**Instruction**
Write out the lines again, putting "tree stump" in place of "tree trunk" and leaving everything else unchanged.

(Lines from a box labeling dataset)
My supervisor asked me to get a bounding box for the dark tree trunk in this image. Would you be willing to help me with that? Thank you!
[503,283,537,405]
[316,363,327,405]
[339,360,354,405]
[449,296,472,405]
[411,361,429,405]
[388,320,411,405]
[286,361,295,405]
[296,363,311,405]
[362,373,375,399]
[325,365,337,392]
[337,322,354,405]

**Complete response**
My supervisor asked me to get a bounding box for the dark tree stump in this image. Would you be willing to help me with that? Thank you!
[503,283,537,405]
[316,363,327,405]
[339,360,354,405]
[449,296,472,405]
[411,361,429,405]
[388,320,411,405]
[286,361,295,405]
[296,363,311,405]
[362,373,375,399]
[325,365,337,392]
[337,322,354,405]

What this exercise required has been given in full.